:: EXERCISE ::
Pick out every line of the records below that contains the string "blue", and copy each such line. Case counts, so a line with the string in different capitalization does not qualify.

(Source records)
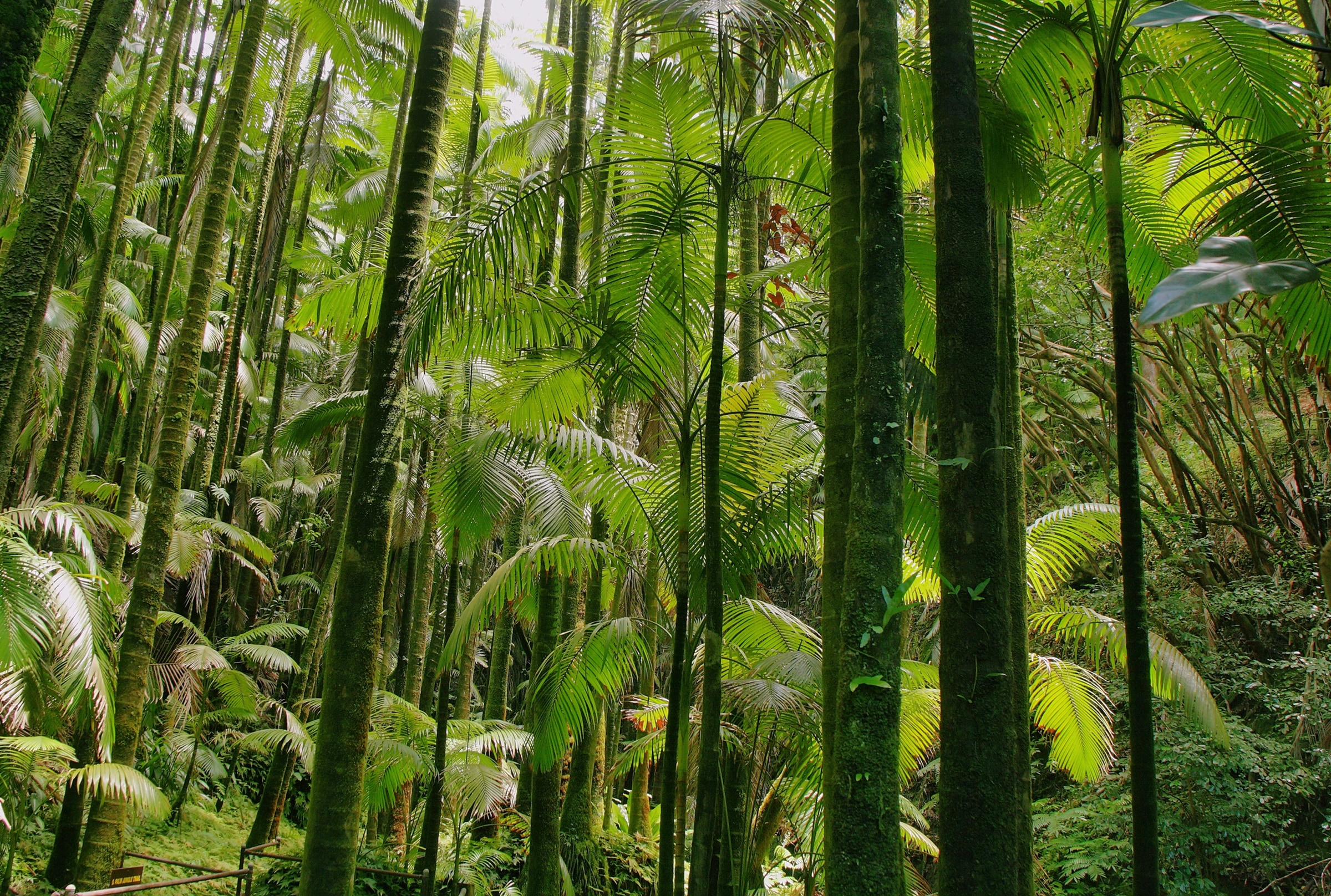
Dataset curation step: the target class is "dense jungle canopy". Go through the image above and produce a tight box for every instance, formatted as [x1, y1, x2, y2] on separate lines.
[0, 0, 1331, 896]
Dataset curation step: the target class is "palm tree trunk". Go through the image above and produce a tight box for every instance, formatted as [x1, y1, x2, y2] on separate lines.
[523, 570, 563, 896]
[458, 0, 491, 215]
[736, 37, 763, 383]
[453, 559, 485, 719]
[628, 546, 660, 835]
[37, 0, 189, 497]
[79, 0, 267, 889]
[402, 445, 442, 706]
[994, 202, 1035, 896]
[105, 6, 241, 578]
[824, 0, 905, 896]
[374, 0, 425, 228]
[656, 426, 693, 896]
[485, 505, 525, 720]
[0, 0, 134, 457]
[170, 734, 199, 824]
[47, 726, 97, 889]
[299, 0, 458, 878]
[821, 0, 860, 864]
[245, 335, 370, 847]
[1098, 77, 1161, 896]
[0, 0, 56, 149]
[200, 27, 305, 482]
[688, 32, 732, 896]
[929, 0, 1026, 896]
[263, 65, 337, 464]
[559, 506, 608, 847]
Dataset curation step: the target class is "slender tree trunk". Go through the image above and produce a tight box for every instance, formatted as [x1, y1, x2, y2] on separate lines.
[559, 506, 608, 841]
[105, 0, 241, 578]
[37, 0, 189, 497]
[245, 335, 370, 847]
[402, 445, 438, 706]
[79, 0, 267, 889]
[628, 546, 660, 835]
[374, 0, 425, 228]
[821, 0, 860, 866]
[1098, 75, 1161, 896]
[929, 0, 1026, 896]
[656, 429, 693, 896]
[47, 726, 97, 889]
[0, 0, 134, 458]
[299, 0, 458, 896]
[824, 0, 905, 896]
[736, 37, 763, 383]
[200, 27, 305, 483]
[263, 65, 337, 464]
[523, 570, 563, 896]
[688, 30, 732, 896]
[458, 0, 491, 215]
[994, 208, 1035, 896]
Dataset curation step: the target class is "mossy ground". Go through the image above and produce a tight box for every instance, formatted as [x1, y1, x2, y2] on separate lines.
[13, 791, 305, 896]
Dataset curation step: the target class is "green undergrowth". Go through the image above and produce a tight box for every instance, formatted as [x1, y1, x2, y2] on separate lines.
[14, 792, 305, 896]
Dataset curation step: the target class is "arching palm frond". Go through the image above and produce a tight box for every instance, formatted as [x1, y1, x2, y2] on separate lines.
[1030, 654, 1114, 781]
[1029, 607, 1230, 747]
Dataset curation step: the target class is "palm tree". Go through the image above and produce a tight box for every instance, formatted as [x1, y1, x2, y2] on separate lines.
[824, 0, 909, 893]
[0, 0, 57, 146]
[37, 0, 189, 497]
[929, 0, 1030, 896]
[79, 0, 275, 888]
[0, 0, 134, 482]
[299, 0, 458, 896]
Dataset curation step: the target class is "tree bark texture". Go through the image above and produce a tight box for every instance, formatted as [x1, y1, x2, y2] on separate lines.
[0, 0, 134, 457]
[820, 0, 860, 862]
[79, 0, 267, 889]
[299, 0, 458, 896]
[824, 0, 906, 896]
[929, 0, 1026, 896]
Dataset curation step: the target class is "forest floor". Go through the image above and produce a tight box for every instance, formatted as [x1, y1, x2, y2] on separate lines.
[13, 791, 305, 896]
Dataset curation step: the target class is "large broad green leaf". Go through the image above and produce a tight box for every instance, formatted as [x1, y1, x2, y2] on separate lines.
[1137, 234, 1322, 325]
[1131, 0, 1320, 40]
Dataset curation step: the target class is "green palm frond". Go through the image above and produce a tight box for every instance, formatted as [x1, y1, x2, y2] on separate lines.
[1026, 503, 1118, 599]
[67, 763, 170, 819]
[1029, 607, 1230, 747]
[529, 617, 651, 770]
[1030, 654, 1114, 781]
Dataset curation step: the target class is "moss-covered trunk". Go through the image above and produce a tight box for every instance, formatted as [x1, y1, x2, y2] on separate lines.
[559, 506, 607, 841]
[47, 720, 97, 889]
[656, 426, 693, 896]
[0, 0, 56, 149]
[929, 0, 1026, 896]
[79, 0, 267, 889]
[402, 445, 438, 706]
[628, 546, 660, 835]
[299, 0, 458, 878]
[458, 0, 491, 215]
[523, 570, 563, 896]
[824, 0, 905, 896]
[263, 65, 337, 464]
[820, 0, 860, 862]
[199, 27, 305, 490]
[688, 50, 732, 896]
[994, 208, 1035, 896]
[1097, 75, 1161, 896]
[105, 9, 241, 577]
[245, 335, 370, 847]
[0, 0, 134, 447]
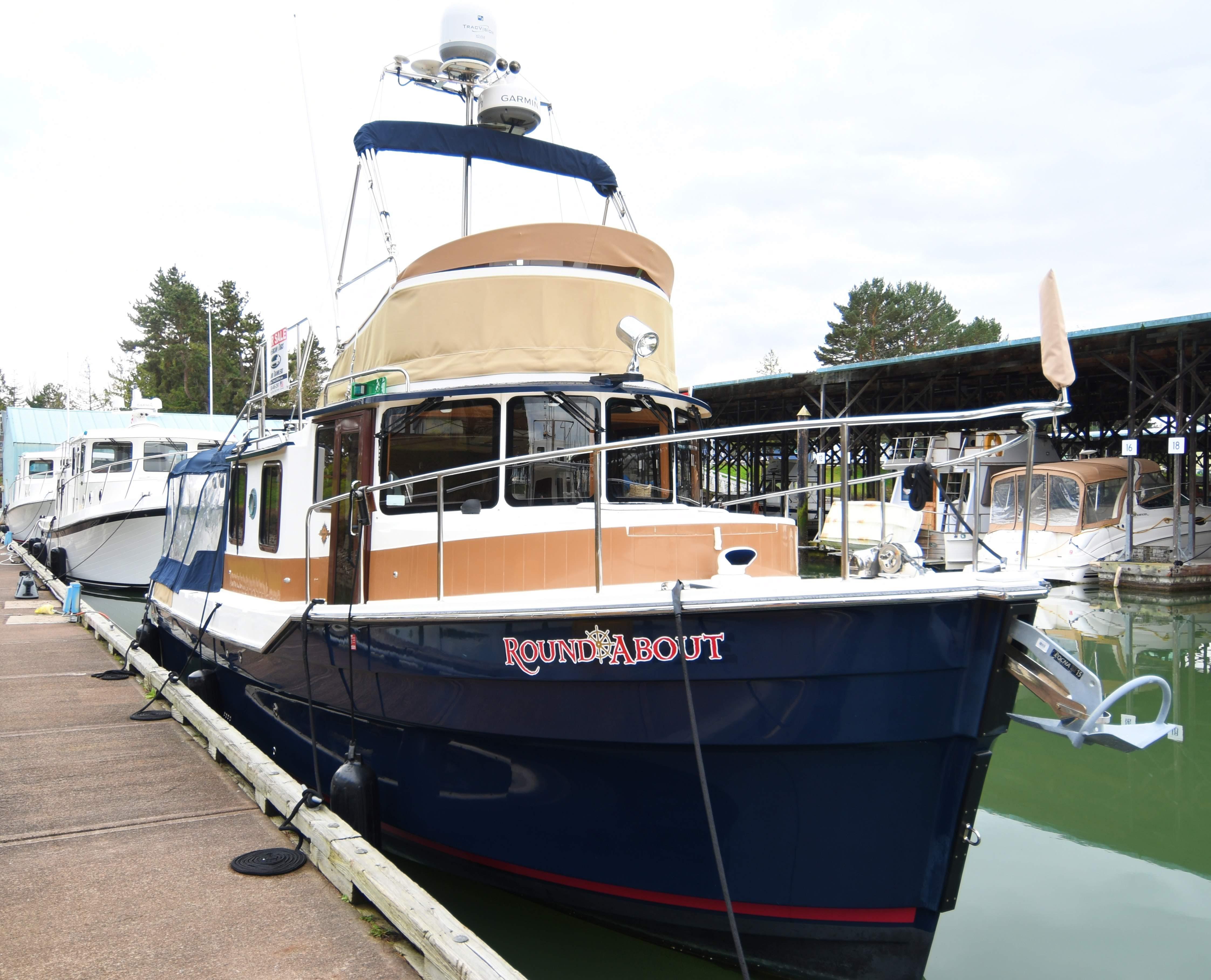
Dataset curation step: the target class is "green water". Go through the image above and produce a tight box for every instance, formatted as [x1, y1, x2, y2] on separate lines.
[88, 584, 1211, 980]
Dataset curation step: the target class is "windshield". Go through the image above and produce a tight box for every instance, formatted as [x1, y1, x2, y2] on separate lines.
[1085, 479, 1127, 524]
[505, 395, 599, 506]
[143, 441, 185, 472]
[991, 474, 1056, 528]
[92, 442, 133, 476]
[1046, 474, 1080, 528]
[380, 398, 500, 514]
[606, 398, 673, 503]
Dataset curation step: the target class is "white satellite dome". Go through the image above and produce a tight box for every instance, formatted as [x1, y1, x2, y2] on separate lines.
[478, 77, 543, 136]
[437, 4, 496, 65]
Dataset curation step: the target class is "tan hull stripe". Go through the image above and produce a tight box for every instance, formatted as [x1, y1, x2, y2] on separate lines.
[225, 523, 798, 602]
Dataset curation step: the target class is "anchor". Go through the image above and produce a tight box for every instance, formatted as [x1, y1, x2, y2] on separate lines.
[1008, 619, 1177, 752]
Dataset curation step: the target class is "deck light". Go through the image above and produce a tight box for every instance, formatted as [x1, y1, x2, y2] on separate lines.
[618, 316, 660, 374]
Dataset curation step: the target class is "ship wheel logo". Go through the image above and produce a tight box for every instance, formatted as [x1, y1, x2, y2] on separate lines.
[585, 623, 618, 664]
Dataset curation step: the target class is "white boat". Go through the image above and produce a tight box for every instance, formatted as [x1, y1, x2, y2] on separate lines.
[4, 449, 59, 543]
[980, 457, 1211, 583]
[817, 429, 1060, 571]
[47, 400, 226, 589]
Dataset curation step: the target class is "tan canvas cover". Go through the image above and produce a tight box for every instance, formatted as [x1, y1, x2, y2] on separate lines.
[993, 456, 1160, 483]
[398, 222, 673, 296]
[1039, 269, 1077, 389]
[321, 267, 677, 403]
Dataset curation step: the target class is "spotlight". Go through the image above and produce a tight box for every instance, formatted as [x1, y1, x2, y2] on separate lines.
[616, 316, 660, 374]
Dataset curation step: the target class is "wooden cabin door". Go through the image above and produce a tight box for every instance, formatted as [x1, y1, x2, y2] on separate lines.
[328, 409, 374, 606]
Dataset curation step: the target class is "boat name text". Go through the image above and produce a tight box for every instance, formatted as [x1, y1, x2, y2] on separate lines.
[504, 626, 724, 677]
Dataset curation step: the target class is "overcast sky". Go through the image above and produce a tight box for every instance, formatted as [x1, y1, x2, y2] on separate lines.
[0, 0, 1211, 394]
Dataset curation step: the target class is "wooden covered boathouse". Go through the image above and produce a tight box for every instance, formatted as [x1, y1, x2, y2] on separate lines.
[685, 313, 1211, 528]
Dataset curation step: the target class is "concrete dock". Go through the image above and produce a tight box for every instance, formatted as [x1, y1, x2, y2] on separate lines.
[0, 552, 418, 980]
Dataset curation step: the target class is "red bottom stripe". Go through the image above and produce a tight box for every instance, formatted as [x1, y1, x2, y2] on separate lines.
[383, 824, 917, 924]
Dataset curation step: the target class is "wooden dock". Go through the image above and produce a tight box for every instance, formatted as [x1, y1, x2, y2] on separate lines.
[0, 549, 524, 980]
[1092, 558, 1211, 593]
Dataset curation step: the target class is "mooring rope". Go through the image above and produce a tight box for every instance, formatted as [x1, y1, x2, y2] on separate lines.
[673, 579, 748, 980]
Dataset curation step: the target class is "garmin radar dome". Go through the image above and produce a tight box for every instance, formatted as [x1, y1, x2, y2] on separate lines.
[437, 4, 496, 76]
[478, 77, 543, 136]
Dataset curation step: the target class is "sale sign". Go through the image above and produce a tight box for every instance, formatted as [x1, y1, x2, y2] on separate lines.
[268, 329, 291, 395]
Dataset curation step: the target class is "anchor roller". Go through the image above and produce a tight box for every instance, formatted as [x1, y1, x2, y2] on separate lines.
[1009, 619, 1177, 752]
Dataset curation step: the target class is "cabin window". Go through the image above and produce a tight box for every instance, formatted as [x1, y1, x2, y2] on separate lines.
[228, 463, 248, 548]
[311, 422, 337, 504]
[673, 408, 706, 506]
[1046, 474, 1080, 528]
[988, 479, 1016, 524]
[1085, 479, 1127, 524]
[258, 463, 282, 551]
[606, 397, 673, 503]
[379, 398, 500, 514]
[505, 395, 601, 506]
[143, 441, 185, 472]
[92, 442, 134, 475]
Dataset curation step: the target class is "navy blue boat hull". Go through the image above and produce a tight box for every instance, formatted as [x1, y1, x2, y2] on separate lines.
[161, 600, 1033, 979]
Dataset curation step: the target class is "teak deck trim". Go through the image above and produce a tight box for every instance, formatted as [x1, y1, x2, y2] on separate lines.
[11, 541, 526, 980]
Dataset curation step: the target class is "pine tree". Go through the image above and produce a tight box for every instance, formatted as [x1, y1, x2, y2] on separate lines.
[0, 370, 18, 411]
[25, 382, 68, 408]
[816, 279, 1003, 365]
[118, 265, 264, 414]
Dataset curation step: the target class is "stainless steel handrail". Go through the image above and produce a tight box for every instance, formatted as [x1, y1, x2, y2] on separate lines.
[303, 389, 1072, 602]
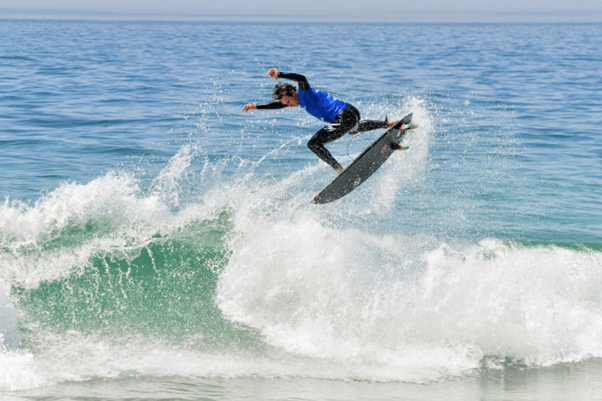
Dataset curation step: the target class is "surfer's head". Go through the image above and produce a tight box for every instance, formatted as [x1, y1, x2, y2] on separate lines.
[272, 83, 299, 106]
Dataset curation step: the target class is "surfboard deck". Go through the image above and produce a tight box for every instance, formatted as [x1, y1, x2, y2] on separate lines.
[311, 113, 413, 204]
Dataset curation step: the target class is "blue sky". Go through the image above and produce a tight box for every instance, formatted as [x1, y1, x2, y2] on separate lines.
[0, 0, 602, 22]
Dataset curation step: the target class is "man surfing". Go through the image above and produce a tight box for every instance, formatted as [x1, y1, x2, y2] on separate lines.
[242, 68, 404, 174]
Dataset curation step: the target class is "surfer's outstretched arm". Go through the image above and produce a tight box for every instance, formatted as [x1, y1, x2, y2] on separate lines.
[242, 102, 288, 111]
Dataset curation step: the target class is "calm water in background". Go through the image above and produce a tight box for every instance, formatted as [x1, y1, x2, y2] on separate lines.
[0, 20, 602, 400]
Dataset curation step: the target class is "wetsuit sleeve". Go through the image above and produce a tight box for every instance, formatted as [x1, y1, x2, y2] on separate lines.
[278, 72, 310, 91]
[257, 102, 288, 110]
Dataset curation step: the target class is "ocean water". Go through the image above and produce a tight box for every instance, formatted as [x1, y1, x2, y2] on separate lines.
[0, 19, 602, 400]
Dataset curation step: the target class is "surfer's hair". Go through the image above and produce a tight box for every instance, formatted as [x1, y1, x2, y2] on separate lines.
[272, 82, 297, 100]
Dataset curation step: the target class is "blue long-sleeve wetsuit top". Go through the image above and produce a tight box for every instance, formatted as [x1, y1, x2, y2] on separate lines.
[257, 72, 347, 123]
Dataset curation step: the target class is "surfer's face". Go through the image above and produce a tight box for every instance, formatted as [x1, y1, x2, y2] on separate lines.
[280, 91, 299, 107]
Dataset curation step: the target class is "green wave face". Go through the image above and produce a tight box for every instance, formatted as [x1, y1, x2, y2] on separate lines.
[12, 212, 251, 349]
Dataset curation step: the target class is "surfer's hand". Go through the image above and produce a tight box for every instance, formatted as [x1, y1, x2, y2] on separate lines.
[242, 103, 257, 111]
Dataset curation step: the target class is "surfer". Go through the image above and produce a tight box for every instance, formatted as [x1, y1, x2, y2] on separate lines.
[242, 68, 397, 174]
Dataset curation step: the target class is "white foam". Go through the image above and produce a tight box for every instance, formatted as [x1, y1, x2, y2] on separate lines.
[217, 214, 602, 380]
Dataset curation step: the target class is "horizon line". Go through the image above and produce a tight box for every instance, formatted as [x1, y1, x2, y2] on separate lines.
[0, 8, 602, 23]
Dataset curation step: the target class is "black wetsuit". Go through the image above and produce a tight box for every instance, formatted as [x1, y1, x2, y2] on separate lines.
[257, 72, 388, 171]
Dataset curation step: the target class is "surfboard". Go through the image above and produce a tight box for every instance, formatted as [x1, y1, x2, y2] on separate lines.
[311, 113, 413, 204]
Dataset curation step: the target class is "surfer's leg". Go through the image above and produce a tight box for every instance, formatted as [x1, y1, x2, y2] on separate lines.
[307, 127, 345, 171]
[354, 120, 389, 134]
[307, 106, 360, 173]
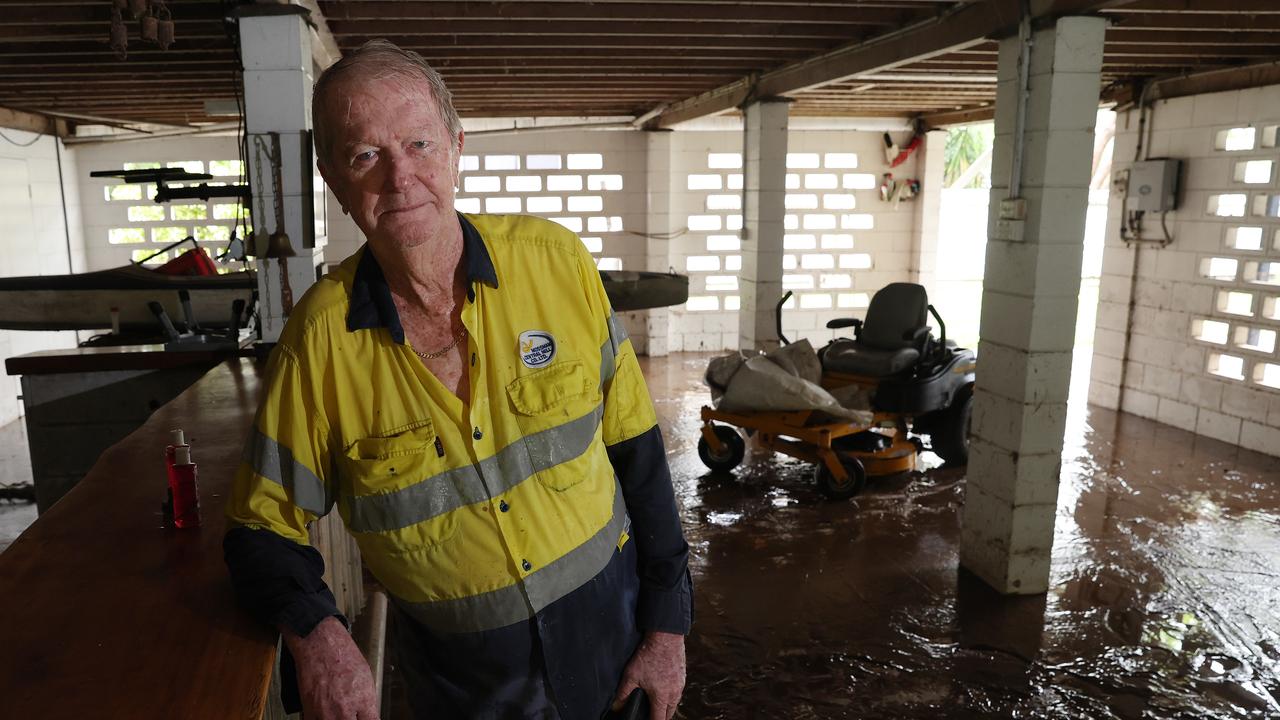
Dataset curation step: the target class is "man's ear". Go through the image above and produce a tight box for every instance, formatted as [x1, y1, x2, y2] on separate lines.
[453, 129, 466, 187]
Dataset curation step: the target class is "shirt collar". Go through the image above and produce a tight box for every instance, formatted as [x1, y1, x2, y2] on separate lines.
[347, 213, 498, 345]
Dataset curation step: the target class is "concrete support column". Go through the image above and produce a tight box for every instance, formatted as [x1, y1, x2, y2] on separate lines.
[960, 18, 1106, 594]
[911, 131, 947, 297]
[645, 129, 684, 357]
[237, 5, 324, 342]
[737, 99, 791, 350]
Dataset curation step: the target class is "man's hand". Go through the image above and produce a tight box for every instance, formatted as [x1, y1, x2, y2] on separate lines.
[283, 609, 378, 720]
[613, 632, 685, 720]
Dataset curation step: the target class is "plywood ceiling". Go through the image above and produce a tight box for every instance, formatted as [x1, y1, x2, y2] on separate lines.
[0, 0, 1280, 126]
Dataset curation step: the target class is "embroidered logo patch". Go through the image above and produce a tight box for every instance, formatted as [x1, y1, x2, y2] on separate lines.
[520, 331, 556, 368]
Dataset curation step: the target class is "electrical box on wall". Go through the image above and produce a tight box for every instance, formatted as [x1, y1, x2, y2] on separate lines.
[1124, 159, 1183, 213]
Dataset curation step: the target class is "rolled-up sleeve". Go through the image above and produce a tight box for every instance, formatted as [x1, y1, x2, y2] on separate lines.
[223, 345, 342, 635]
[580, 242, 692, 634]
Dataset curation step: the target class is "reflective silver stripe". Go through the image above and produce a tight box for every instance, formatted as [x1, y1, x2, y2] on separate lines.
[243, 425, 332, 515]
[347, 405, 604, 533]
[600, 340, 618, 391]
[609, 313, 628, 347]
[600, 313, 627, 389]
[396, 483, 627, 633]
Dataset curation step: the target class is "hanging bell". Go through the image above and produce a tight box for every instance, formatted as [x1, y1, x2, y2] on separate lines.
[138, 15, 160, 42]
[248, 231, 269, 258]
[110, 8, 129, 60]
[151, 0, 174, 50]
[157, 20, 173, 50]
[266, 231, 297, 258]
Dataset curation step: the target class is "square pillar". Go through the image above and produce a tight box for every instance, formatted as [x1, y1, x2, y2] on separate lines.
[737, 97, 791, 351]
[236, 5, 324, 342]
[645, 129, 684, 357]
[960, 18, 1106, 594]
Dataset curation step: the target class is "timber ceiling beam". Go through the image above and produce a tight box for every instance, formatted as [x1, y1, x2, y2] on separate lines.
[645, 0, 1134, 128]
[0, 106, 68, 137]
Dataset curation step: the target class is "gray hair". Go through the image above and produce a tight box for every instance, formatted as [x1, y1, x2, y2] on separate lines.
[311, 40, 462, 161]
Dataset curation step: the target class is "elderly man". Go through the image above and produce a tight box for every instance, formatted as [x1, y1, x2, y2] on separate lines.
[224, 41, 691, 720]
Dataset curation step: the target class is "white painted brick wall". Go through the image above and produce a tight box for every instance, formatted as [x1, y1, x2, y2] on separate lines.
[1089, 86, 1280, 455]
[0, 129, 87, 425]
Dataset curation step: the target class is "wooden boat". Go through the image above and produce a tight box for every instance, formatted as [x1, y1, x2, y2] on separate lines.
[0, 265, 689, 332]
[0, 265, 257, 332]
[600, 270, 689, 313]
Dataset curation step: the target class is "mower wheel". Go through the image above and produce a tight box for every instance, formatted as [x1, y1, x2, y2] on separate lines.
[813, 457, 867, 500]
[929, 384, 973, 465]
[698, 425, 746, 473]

:: THE RESPONSE ::
Dataset curation step: the target class is "navy blue boat hull". Go through the image above and produce a tight box for every instance, formatted as [x1, y1, x2, y2] on separate lines.
Dataset curation step: the target class is "blue sky". Go through the image above and produce a tight box for every instance, formatted as [x1, y1, x2, y2] on separate lines.
Dataset curation step: the target class is "blue long-sleeve wetsuit top". Go through the image above and produce a tight box for every instance, formatted as [x1, y1, x2, y2] on separate lines.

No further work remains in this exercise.